▸ **小练习 1**
根据节选内容，模型优化器包括哪两种方法？
▸ **小练习 2**
请统计数据行中含有字符串“front”的行数，只写出数字。

▸ **节选内容**

设置模型优化器，包括随机梯度下降（SGD）和自适应梯度下降（adam），将包含权重（pg1）和偏差（pg2）的层添加到优化器中，进而采用one_cycle和LambdaLR设置学习率衰减。模型训练过程中主要为权重和偏差的优化更新且学习率在warmup中先由小增大（一开始没有先验知识，需要小的学习率进行学习，以防学习过程陷入局部出不来。有一定先验知识进而将学习率增大，加速模型收敛，最后学习率再缓慢减少，因为最后模型已在最优区间，用小的学习率进行精进的优化）。

    start_epoch, best_fitness = 0, 0.0
    if pretrained:
        # Optimizer
        # print('ckpt2', ckpt)
        if ckpt['optimizer'] is not None:
            optimizer.load_state_dict(ckpt['optimizer'])
            best_fitness = ckpt['best_fitness']

        # Results
        if ckpt.get('training_results') is not None:
            with open(results_file, 'w') as file:
                file.write(ckpt['training_results'])  # write results.txt

        # Epochs
        start_epoch = ckpt['epoch'] + 1   # ckpt['epoch'] = -1
        if opt.resume:
            assert start_epoch > 0, '%s training to %g epochs is finished, nothing to resume.' % (weights, epochs)

▸ **原始数据**

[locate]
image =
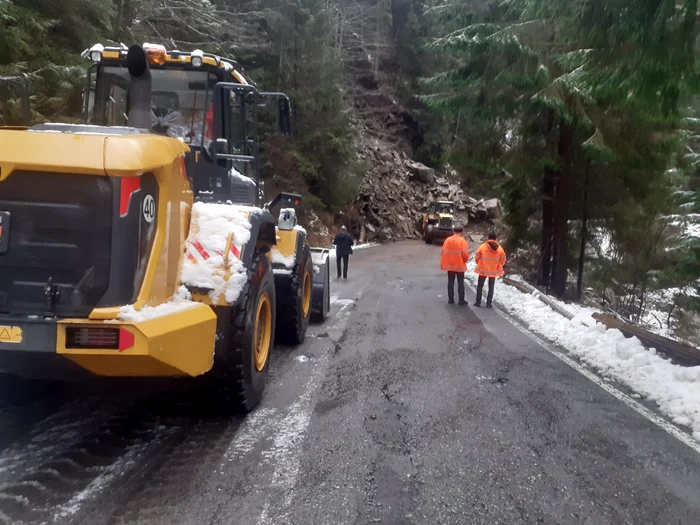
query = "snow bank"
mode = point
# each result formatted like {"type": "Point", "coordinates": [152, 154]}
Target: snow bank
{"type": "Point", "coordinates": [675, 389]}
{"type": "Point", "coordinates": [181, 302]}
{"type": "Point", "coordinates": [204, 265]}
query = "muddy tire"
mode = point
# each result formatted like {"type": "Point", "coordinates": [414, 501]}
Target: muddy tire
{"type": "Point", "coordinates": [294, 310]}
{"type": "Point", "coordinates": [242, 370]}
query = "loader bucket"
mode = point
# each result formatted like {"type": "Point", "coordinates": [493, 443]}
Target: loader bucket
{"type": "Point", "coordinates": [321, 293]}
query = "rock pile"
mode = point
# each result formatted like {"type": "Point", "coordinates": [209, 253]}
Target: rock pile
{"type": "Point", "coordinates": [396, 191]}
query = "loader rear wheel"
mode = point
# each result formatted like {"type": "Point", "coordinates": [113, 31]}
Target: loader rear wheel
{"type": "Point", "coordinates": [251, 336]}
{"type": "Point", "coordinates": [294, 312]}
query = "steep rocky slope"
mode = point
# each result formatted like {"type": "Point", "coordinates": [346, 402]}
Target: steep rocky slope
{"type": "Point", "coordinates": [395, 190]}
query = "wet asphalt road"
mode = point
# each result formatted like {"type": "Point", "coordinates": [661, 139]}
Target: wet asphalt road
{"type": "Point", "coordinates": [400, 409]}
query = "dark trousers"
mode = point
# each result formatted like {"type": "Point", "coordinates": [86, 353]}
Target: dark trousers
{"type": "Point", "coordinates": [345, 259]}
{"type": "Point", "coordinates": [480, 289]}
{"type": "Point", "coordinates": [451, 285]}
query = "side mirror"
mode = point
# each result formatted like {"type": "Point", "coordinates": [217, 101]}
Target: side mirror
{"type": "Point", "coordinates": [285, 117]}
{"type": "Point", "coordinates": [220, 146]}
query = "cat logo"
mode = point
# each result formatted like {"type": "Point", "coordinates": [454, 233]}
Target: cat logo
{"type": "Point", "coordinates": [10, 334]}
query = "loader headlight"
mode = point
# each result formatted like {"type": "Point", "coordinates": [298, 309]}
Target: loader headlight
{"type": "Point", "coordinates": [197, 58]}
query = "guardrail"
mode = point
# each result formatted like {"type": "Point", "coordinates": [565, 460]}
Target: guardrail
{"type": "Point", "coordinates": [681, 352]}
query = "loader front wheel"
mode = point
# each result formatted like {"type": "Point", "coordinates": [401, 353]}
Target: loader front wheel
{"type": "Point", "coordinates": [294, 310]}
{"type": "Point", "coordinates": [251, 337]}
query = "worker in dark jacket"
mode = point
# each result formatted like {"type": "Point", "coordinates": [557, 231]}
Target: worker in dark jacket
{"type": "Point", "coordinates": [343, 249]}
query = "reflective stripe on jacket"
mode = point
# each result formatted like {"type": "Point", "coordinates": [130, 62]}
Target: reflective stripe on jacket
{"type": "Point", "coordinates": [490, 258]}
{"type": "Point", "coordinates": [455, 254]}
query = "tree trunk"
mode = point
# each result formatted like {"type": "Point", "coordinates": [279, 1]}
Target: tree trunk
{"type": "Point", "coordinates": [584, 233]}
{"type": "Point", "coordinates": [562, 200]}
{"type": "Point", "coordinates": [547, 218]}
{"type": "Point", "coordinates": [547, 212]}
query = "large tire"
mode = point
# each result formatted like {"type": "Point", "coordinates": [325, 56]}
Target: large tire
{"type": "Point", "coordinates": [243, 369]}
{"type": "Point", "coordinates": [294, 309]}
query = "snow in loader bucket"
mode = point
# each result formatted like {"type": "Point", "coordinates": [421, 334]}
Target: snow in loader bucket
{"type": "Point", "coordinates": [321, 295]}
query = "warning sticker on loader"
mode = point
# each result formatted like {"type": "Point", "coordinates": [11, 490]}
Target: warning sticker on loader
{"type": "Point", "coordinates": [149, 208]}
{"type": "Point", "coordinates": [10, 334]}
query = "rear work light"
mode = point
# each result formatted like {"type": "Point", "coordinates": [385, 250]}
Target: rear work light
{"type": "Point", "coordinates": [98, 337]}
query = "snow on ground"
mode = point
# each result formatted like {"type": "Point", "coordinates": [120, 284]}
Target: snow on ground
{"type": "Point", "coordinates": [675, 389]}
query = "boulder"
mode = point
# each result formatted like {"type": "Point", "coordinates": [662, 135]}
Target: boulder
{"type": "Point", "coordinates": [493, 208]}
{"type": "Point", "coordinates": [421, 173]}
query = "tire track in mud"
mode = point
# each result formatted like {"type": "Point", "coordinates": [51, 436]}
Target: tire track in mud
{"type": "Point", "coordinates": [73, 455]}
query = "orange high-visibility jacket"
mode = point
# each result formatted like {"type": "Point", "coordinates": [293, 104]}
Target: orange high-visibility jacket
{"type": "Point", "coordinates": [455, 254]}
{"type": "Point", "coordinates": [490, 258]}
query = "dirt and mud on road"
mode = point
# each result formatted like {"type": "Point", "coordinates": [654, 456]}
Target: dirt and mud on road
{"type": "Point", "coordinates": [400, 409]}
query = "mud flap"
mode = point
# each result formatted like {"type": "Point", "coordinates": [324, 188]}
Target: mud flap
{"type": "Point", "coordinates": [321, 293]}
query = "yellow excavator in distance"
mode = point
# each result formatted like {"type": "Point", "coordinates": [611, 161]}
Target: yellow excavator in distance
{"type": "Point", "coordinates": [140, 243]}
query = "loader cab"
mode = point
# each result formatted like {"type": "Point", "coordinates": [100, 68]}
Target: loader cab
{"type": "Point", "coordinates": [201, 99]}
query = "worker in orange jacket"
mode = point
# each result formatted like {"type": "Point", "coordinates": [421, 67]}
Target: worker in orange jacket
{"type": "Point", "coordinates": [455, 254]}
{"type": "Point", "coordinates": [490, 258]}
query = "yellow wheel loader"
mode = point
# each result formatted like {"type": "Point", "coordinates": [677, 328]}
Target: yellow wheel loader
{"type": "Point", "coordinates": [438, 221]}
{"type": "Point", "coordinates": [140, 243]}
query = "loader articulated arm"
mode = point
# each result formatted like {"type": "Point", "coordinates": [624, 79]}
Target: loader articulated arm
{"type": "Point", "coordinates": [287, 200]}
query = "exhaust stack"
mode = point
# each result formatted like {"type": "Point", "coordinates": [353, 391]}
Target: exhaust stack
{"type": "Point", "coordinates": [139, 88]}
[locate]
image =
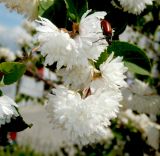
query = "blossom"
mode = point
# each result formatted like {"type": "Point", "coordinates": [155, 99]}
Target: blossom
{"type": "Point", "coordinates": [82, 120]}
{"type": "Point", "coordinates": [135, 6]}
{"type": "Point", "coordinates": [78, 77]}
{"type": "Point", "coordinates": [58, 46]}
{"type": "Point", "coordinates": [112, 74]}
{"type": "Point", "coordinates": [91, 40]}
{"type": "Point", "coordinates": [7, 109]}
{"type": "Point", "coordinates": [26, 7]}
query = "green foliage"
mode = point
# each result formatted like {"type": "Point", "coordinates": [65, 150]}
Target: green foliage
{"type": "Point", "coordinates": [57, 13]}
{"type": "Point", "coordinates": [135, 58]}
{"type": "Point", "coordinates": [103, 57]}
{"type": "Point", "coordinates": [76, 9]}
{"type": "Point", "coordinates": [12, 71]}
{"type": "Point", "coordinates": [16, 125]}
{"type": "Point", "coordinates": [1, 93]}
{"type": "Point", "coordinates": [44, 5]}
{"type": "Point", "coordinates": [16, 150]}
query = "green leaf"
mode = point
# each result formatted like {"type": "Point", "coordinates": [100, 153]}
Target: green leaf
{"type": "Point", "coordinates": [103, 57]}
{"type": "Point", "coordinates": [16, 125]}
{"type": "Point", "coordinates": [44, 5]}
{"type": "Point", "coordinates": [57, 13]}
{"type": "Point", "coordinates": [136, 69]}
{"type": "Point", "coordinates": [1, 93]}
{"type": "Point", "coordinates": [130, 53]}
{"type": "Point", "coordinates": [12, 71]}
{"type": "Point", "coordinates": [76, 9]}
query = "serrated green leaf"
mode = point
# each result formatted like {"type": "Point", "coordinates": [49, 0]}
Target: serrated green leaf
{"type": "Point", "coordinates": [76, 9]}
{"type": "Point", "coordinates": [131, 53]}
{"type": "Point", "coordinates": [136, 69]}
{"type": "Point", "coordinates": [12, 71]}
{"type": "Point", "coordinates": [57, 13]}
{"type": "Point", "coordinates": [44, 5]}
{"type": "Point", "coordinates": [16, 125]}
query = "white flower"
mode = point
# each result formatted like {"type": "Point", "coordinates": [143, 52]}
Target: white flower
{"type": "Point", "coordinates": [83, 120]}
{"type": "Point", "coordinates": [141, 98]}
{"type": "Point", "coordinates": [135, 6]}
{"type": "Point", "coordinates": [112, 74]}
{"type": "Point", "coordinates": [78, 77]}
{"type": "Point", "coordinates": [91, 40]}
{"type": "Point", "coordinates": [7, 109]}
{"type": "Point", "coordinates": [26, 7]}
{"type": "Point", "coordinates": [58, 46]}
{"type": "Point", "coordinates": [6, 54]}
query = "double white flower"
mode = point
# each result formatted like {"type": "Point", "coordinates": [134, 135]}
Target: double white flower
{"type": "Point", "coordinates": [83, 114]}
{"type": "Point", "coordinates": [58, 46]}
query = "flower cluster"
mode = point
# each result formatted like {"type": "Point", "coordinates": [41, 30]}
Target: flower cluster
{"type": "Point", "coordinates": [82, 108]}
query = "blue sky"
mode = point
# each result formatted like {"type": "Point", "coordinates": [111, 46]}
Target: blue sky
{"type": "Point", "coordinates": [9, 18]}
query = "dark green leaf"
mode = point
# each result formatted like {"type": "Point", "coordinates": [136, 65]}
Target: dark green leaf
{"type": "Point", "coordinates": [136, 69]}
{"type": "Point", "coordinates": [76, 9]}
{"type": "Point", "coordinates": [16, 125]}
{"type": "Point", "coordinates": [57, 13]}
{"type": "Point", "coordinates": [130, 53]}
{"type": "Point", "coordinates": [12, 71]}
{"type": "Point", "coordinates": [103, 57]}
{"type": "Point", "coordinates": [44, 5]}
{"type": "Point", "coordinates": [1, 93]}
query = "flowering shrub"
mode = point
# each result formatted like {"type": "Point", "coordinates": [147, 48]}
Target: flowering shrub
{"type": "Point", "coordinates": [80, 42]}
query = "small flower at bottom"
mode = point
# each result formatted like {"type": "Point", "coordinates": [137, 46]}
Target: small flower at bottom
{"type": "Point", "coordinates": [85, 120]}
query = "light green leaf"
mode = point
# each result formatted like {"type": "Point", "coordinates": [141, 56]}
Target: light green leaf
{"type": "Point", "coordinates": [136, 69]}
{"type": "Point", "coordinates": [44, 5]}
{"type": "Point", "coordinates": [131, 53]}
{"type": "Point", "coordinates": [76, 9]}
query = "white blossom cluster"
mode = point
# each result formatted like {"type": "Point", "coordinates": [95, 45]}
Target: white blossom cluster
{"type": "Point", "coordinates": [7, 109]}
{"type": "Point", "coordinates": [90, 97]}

▸ **任务回答 1**
随机梯度下降（SGD）和自适应梯度下降（adam）。

▸ **任务回答 2**
2